● **BRIEF**: Of the entries below, return exactly those lines that fall between the one containing "white spoonbill?" and the one containing "bird's reflection in water?", the two end lines included.

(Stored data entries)
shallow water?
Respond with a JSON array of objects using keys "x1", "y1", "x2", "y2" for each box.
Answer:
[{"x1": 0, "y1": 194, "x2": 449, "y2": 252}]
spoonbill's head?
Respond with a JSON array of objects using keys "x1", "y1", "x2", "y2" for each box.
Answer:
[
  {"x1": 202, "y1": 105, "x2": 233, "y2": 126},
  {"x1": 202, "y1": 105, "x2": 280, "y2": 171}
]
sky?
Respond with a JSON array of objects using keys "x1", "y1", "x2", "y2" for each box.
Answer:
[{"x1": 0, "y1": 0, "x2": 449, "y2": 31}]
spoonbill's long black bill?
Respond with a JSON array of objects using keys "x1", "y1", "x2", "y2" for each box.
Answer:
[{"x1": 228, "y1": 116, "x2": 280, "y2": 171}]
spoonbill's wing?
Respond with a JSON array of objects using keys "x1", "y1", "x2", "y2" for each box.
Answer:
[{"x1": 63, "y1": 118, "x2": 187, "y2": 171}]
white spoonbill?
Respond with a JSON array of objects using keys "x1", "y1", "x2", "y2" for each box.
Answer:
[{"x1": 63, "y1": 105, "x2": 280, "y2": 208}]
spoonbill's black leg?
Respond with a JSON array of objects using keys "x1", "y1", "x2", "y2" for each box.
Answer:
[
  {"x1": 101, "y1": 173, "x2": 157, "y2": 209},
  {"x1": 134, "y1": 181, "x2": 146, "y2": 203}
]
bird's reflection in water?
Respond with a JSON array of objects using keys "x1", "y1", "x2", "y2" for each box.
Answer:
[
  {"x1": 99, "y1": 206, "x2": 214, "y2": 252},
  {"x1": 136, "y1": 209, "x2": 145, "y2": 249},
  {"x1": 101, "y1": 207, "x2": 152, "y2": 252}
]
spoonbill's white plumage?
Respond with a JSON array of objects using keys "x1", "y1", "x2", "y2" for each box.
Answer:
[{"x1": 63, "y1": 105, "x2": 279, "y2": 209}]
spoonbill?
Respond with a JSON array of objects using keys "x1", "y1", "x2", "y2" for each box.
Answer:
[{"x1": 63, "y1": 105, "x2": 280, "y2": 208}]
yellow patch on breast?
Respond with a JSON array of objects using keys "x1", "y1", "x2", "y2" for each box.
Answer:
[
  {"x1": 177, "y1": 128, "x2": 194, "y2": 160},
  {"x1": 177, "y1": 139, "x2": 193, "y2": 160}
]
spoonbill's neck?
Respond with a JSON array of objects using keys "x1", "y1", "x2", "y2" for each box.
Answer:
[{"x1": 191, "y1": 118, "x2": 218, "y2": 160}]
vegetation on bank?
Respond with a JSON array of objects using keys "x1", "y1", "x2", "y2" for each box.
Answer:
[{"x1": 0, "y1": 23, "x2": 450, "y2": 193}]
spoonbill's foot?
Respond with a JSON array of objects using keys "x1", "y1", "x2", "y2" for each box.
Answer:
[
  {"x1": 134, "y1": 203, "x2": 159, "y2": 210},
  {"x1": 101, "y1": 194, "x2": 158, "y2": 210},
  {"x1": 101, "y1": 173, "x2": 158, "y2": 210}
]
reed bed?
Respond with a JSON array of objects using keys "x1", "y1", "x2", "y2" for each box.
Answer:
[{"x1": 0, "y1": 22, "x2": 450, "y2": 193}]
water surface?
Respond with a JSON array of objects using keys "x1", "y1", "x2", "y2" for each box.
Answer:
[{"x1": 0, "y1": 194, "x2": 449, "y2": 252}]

● **REPLY**:
white spoonbill?
Respond with a JSON array of objects using keys "x1", "y1", "x2", "y2" for each box.
Answer:
[{"x1": 63, "y1": 105, "x2": 280, "y2": 208}]
spoonbill's black leg?
Respond with a JSON array of objects using keys "x1", "y1", "x2", "y2" for each box.
Answer:
[
  {"x1": 101, "y1": 173, "x2": 157, "y2": 209},
  {"x1": 134, "y1": 181, "x2": 146, "y2": 203}
]
bird's reflection in water?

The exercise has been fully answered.